** Work to be completed **
Copy out the entire report on CBD and suburban office rents word for word.

** Reading text **
[Start of Attachment]

As tenants target high-end space, executed rents in CBDs are exceeding pre-pandemic levels while suburbs lag
February 15, 2023
- Jacob Rowden
- Elena Lanning
- The sharp bifurcation of office markets according to asset quality is causing counterintuitive trends in executed rental rates: although CBD submarkets have seen a sharper slowdown in leasing activity and greater occupancy loss, leases signed in high-end spaces and new construction have routinely come close to or exceeded record rental rates, and as a result weighted executed rents in CBDs are exceeding pre-pandemic levels while suburban markets lag.
- Concentration of development, particularly Trophy office development, in CBD clusters has predominantly contributed to the spread in rental performance—although CBD clusters have just a slight majority of 55% of office completions in the past five years, 54 of the 62 office assets above 25 stories that were developed since 2018 were in CBDs. Due to increasing construction costs with additional height, high-rise offices tend to be developed at significantly higher cost per s.f. and therefore include higher-end amenities, building systems and finishes.
- Appetite for high-end space continues to be strong despite recent volatility—a prominent financial services firm signed a 219,000-s.f. lease for a high-rise suite in 30 Hudson Yards during the fourth quarter at base rents in excess of $170 p.s.f.—more than double Manhattan’s average asking rent. Already in the first several weeks of the first quarter, twelve leases over 10,000 s.f. have been executed with base rents in excess of $100 p.s.f. in New York.

[End of Attachment]

Dataset entries:

[Start of Attachment]

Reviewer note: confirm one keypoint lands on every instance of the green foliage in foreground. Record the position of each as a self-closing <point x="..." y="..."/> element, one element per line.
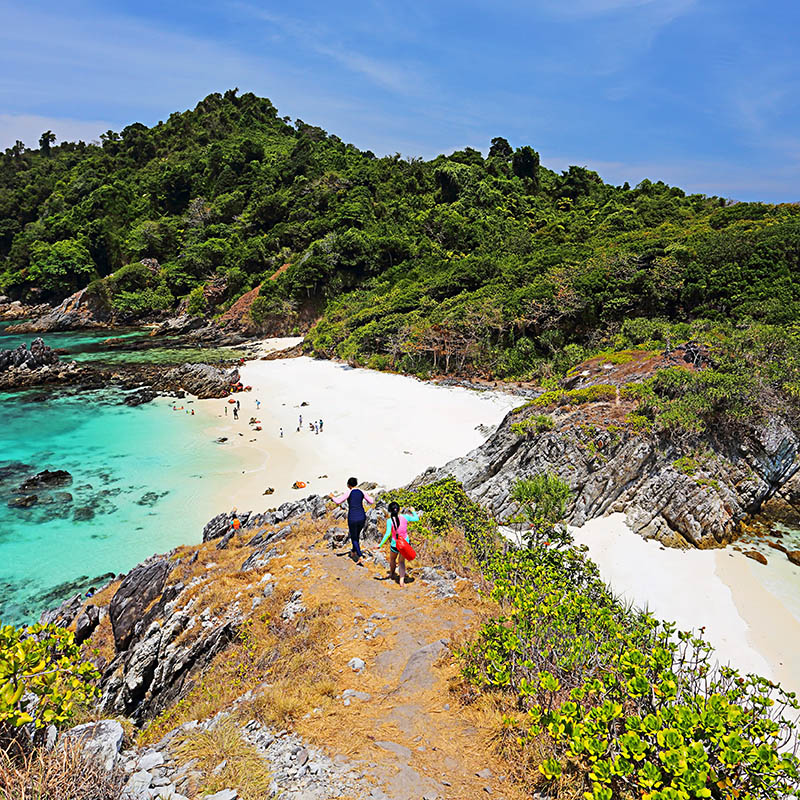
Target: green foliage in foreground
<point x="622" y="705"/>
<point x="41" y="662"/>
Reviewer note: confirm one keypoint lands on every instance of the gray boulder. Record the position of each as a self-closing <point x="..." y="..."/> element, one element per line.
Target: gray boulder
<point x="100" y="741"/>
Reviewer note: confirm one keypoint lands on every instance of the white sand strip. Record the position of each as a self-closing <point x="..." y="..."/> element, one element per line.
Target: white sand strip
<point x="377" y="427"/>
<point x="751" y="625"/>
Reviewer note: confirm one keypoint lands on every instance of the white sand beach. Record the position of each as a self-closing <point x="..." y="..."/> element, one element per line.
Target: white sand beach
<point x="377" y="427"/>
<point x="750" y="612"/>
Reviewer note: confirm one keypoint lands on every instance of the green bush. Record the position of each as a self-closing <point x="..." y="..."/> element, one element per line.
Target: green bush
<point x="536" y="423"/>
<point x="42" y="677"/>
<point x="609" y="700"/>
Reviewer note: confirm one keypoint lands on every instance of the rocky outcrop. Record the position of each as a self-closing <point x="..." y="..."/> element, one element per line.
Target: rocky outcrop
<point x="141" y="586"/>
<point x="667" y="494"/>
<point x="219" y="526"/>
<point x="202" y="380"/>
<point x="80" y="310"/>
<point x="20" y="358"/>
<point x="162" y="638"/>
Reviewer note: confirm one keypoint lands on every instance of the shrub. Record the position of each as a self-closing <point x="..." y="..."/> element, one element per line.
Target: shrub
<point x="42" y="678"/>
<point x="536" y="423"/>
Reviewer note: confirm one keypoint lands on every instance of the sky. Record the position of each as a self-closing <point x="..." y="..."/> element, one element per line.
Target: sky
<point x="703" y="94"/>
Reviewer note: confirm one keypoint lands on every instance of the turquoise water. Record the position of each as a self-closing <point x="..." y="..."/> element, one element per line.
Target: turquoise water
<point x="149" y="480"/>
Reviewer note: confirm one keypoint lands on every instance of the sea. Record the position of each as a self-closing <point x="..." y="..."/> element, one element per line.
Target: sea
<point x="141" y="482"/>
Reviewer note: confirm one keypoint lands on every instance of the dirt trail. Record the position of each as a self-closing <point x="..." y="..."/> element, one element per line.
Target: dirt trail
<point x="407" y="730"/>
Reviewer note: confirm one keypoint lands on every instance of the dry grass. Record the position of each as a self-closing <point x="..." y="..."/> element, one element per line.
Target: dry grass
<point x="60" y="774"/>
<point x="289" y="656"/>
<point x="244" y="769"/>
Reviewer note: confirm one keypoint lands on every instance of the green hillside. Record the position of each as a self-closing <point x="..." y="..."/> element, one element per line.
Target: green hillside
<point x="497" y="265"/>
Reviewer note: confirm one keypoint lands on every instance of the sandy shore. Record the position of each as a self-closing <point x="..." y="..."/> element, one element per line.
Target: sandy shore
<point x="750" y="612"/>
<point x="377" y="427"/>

[End of Attachment]
[Start of Attachment]

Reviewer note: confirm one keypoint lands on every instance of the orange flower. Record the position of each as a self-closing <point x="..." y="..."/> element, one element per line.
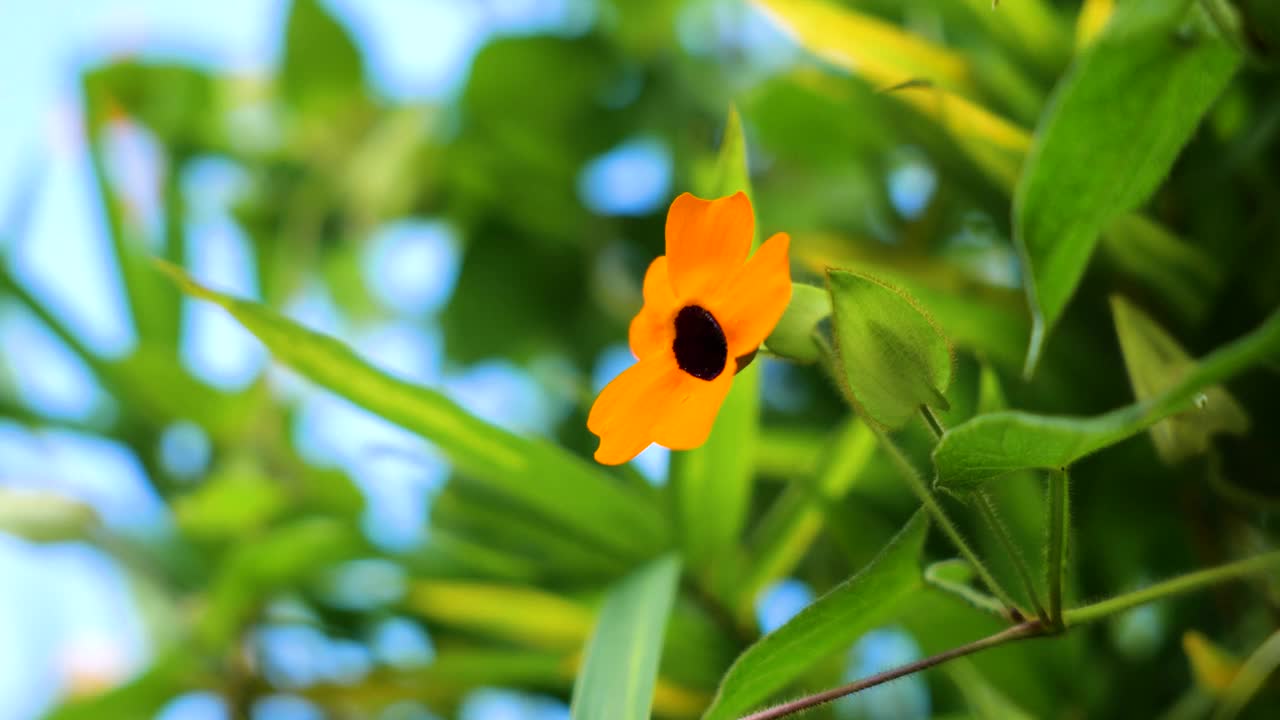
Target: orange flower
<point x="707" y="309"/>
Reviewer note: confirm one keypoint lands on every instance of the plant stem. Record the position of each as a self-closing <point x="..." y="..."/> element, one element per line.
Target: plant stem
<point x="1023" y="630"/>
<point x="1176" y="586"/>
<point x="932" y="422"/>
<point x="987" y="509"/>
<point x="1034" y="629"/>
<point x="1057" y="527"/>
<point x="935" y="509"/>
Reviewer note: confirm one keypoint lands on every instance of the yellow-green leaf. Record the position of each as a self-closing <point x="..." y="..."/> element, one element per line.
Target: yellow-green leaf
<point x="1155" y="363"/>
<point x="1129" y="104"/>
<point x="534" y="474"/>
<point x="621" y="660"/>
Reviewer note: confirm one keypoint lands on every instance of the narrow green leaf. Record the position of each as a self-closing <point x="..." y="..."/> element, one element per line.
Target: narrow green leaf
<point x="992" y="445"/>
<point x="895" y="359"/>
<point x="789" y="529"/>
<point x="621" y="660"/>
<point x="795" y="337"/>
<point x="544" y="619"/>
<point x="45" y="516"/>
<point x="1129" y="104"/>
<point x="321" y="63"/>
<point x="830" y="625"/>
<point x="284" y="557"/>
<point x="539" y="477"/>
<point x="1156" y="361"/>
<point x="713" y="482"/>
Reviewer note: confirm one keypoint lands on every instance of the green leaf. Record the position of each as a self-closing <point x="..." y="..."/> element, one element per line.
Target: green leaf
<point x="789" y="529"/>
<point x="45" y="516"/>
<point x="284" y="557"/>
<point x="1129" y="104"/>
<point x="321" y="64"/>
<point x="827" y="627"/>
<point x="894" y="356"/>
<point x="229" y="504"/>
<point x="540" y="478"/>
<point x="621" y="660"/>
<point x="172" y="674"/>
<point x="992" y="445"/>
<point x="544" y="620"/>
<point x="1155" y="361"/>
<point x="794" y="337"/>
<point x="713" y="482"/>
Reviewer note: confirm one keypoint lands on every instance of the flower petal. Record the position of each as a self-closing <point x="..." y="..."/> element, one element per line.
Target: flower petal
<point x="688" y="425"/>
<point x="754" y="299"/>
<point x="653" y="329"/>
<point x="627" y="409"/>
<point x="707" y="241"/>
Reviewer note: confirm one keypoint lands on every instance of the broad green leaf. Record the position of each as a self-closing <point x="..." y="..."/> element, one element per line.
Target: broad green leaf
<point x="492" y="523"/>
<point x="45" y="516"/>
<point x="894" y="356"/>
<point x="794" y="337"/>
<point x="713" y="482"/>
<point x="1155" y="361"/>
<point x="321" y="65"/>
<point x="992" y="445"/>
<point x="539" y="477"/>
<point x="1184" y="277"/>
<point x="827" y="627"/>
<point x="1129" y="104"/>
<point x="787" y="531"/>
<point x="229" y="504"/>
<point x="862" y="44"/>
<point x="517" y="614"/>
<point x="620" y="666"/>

[End of Attachment]
[Start of Attachment]

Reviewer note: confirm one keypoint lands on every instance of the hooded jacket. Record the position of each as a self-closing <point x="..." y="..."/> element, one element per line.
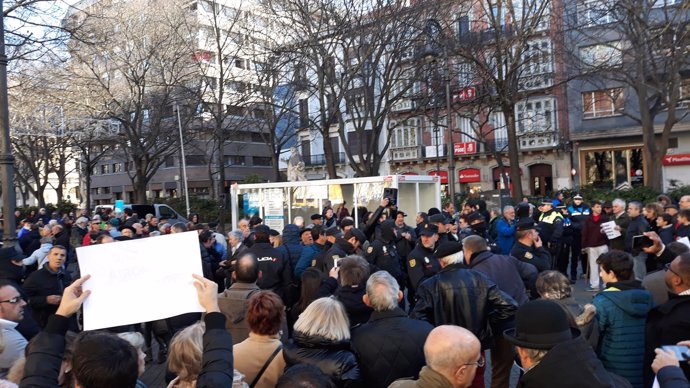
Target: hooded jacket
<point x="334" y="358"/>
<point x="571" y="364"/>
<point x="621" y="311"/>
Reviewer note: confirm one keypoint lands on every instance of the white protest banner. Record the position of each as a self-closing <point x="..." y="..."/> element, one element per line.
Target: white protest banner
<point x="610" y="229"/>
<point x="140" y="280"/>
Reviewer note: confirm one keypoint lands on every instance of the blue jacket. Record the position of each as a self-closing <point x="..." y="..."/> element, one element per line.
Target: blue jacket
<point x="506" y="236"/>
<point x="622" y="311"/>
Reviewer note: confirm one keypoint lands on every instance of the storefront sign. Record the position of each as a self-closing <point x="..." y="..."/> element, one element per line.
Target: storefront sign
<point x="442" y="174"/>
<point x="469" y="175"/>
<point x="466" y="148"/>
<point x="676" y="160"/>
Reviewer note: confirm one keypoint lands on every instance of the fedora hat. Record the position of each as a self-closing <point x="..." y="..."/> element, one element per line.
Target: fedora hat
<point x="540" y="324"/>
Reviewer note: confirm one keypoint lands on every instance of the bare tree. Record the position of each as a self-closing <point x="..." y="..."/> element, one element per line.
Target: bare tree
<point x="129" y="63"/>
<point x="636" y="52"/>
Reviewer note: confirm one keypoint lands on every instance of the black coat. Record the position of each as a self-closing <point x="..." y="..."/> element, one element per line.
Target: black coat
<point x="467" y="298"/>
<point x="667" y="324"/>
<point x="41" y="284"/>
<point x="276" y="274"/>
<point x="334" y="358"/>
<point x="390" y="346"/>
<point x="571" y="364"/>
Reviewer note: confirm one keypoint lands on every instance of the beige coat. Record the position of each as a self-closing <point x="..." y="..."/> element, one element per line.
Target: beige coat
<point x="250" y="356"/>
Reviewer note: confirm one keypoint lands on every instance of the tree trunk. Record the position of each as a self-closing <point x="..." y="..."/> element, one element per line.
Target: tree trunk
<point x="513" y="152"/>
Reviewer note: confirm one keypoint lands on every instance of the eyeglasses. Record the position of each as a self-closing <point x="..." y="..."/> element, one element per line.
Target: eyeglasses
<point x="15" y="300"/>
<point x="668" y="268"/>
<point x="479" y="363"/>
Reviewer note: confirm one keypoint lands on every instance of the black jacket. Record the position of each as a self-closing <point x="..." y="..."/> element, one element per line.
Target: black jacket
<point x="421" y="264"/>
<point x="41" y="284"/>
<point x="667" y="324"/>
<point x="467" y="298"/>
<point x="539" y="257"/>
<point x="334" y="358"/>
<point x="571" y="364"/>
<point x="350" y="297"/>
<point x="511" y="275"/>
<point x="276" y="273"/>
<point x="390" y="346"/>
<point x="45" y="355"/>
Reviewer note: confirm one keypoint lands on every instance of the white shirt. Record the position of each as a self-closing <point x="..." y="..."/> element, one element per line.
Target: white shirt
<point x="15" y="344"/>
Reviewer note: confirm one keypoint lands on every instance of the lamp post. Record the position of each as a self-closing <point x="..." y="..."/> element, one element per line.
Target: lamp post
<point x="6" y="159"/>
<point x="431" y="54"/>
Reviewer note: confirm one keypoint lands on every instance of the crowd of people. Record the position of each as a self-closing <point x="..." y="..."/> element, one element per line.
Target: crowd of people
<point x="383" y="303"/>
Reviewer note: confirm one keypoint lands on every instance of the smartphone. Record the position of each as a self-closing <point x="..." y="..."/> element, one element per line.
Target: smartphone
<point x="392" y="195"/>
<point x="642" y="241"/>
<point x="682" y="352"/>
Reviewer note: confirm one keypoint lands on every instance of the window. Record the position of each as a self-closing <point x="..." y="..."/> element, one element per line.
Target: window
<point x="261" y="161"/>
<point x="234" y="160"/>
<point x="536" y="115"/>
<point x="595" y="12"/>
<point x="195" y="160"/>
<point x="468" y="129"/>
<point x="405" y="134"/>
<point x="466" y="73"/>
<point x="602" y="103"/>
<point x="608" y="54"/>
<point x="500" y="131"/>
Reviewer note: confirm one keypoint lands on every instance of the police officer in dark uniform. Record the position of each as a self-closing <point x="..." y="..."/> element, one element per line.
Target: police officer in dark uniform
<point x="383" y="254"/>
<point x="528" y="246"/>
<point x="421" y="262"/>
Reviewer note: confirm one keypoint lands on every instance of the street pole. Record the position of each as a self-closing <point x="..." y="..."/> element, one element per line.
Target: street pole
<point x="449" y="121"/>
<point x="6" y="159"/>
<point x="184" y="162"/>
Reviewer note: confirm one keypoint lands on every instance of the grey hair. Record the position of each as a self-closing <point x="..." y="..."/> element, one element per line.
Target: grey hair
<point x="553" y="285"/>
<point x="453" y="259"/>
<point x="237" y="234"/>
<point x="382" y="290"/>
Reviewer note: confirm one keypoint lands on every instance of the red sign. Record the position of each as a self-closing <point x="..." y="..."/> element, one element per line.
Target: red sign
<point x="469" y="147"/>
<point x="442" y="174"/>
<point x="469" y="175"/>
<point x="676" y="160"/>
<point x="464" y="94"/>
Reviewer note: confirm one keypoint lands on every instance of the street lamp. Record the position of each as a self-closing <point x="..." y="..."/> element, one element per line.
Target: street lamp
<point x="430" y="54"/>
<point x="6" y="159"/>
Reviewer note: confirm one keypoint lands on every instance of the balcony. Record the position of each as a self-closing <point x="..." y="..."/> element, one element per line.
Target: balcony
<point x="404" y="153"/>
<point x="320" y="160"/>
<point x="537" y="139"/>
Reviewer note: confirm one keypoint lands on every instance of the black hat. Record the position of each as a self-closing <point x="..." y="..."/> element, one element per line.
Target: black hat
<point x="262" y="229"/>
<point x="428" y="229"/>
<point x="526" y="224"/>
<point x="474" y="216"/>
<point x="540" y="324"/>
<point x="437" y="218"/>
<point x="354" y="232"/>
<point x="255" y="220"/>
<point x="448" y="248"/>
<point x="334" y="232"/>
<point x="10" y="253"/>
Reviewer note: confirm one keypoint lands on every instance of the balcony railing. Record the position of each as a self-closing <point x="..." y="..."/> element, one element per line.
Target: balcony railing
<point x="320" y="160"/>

[End of Attachment]

** Your response **
As tenants target high-end space, executed rents in CBDs are exceeding pre-pandemic levels while suburbs lag
February 15, 2023
- Jacob Rowden
- Elena Lanning
- The sharp bifurcation of office markets according to asset quality is causing counterintuitive trends in executed rental rates: although CBD submarkets have seen a sharper slowdown in leasing activity and greater occupancy loss, leases signed in high-end spaces and new construction have routinely come close to or exceeded record rental rates, and as a result weighted executed rents in CBDs are exceeding pre-pandemic levels while suburban markets lag.
- Concentration of development, particularly Trophy office development, in CBD clusters has predominantly contributed to the spread in rental performance—although CBD clusters have just a slight majority of 55% of office completions in the past five years, 54 of the 62 office assets above 25 stories that were developed since 2018 were in CBDs. Due to increasing construction costs with additional height, high-rise offices tend to be developed at significantly higher cost per s.f. and therefore include higher-end amenities, building systems and finishes.
- Appetite for high-end space continues to be strong despite recent volatility—a prominent financial services firm signed a 219,000-s.f. lease for a high-rise suite in 30 Hudson Yards during the fourth quarter at base rents in excess of $170 p.s.f.—more than double Manhattan’s average asking rent. Already in the first several weeks of the first quarter, twelve leases over 10,000 s.f. have been executed with base rents in excess of $100 p.s.f. in New York.